WHAT THE TASK REQUIRES: Copy the entries below word for word, but omit any pictures they contain.

DATA:
◆ ◆ ◆ ◆
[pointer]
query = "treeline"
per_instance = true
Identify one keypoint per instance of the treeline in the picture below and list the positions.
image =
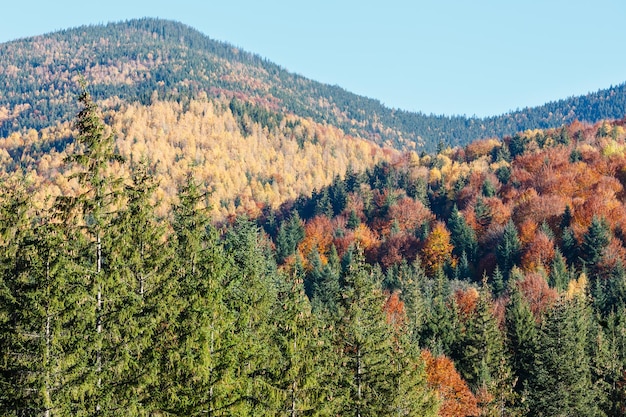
(106, 309)
(131, 61)
(483, 281)
(506, 256)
◆ ◆ ◆ ◆
PROBLEM SOLUTION:
[pointer]
query = "treeline"
per_instance = true
Identify one keypoint per instance of the treeline in the picture below and list the positions.
image =
(106, 309)
(131, 61)
(483, 281)
(506, 256)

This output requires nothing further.